▸ **Text segment**:

'''

ROME — Pope Francis on Wednesday found two ways of expressing his concern for the victims of terrorism, condemning the Brussels attacks and sending both personal and financial support to Iraqi Christians menaced by ISIS.
“I once again appeal to all people of good will to unite in the unanimous condemnation of these cruel abominations that are causing only death, terror, and horror,” Pope Francis said during his Wednesday general audience, referring to the terrorist incidents in the Belgian capital on Tuesday.
Two separate attacks in Brussels, involving three explosions that took the lives of 34 victims. ISIS forces claimed responsibility.
“I ask everyone to persevere in prayer and to ask the Lord in this Holy Week to comfort the hearts afflicted and convert the hearts of these people blinded by this cruel fundamentalism,” Francis said.
Meanwhile, the pontiff also dispatched a set of sacred vestments and an undisclosed financial contribution to Iraq, entrusting the gifts to a delegation organized by the Catholic organization Aid to the Church in Need, which works to support the victims of anti-Christian persecution.
The delegation will visit Iraqi Kurdistan April 1-4, shortly after the celebration of Easter, and will include several prominent Italian bishops and clergy.
Francis also provided a letter of support for Aid to the Church in Need, describing it as “an initiative that expresses friendship, ecclesial communion and closeness to many brothers and sisters whose situation of affliction and tribulation saddens me deeply and invites us to defend the inalienable right of every person to freely profess his or her own faith.”

'''

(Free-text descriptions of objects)
'''

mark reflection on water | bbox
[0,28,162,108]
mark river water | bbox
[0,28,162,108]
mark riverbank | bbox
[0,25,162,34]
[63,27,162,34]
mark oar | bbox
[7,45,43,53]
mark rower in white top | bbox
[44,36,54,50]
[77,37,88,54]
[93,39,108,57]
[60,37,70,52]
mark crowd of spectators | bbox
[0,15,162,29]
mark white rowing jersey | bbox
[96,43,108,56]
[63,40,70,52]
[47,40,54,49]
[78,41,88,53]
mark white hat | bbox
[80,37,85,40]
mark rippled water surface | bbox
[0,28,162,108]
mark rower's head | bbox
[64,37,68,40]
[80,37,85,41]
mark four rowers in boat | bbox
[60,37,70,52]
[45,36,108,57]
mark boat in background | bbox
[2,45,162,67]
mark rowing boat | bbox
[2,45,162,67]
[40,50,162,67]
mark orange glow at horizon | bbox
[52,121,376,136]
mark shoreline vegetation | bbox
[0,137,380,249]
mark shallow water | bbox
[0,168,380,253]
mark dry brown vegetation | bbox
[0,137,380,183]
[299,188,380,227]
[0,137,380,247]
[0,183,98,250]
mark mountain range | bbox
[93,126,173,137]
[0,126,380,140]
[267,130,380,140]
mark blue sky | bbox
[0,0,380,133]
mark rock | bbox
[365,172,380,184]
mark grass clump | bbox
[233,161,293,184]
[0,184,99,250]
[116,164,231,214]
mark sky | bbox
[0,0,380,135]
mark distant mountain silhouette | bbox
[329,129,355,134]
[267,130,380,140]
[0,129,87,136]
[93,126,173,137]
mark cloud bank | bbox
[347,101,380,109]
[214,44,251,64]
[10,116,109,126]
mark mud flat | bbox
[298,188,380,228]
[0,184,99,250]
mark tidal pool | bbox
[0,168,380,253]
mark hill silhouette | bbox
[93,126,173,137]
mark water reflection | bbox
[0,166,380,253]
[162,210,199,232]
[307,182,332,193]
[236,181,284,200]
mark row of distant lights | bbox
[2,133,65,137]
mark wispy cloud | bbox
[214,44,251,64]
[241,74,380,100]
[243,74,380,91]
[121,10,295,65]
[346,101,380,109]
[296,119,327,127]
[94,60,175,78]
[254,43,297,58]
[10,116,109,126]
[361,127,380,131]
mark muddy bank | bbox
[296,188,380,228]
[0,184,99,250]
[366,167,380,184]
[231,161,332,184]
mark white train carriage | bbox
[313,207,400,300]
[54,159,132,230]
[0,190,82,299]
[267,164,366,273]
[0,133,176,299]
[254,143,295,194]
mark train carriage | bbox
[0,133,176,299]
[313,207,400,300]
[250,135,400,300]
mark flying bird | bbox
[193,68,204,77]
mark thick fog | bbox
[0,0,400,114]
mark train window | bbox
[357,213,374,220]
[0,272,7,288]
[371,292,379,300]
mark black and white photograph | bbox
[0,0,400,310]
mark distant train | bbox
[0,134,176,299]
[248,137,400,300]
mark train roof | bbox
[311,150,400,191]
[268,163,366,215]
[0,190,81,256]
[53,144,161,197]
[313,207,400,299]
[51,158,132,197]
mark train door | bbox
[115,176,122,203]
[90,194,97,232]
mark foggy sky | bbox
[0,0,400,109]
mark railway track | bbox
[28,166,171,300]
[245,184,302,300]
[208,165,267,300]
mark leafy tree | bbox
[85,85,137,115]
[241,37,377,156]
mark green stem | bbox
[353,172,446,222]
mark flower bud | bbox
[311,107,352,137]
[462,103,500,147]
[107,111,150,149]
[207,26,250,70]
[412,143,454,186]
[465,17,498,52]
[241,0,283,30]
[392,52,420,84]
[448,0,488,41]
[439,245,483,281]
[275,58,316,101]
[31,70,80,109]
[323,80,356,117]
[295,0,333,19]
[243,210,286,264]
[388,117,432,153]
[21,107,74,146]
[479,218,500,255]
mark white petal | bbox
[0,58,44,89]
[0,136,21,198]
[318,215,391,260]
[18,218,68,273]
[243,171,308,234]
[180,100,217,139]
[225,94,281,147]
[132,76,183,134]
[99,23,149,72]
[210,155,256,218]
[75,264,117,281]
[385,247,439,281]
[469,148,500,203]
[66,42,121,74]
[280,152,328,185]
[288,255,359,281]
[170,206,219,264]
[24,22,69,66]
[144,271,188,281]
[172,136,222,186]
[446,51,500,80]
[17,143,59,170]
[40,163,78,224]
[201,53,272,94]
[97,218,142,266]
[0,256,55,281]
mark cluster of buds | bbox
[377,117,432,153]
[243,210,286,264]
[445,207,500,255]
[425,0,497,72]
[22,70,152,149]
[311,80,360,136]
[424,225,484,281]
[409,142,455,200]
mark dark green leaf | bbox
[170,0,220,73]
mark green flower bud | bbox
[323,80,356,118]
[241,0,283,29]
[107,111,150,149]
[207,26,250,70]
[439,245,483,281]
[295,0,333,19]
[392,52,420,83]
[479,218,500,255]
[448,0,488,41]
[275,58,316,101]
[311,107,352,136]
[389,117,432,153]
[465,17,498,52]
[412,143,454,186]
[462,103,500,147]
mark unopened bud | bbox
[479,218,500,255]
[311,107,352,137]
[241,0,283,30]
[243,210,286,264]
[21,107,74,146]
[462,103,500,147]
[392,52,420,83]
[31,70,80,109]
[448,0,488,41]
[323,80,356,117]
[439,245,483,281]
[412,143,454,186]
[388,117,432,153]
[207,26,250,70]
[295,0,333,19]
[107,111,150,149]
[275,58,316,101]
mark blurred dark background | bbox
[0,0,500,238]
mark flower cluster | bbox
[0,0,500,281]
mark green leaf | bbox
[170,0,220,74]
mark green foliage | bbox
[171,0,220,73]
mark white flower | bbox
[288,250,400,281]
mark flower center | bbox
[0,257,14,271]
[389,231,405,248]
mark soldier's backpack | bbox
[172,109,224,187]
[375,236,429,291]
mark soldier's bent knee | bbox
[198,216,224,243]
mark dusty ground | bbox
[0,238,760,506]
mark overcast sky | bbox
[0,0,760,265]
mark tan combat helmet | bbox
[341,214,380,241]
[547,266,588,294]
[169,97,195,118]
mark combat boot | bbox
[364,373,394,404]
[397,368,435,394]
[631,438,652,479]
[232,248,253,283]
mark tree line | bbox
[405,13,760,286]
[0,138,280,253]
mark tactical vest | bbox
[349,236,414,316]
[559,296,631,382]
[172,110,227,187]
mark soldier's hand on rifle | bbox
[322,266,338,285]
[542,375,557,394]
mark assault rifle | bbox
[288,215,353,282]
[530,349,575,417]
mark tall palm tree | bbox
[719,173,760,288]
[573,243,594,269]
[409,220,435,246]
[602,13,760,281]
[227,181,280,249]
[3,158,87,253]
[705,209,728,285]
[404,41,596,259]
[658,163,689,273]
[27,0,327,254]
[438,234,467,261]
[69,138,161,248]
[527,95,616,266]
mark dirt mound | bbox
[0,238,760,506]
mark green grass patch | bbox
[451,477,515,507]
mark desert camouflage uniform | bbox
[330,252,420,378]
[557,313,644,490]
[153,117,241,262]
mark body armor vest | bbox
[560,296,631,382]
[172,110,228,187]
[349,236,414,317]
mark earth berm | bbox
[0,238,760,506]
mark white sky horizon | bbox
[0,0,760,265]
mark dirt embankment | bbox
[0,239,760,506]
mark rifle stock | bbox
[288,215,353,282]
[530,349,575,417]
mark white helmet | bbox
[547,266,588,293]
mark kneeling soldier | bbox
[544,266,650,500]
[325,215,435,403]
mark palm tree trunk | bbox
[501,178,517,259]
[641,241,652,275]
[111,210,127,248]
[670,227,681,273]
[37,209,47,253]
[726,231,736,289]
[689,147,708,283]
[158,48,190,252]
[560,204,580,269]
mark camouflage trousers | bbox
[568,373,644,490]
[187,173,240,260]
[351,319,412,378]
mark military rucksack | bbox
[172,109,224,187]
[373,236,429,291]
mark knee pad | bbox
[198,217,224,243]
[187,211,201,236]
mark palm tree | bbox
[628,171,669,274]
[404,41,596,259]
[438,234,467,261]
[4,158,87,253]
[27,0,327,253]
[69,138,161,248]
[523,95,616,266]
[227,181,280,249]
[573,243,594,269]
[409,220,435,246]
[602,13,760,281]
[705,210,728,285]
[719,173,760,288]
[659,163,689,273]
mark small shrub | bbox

'''

▸ **What you will do**: Resume the news report on Pope Francis's response to the Brussels attacks and his aid to Iraqi Christians, beginning after its final sentence.

▸ **Task answer**:
In the letter, the pope insists on “not forgetting the drama of persecution,” and says that “the witness of courageous and patient faith of so many disciples of Christ represents a call to the entire Church to rediscover the fertile source of the Easter mystery, from which comes energy, strength and light for a new humanism.”
“Mercy calls us to move toward these brothers to dry their tears, cure their physical and moral wounds, console their broken and maybe lost hearts,” he said. “It’s not simply a dutiful act of charity, but a form of care of one’s own body, because all Christians, by virtue of their baptism, are ‘one’ in Christ.”
According to Bishop Francesco Cavina, who will be part of the delegation, the decision to provide vestments and financial support was a personal choice of the pontiff, rather than a response to a request from the group.
“As soon as the Holy Father knew about my trip together with Aid to the Church in Need, he phoned me expressing the desire to send a gift to our Iraqi brothers in the faith,” Cavina said.
Almost a half-million Assyrians and Chaldeans have been displaced by ISIS-driven violence in Iraq, with a disproportionate share being Christians. One estimate holds that although Christians represent just 5 percent of the Iraqi population, they make up 40 percent of Iraqi refugees living in neighboring nations.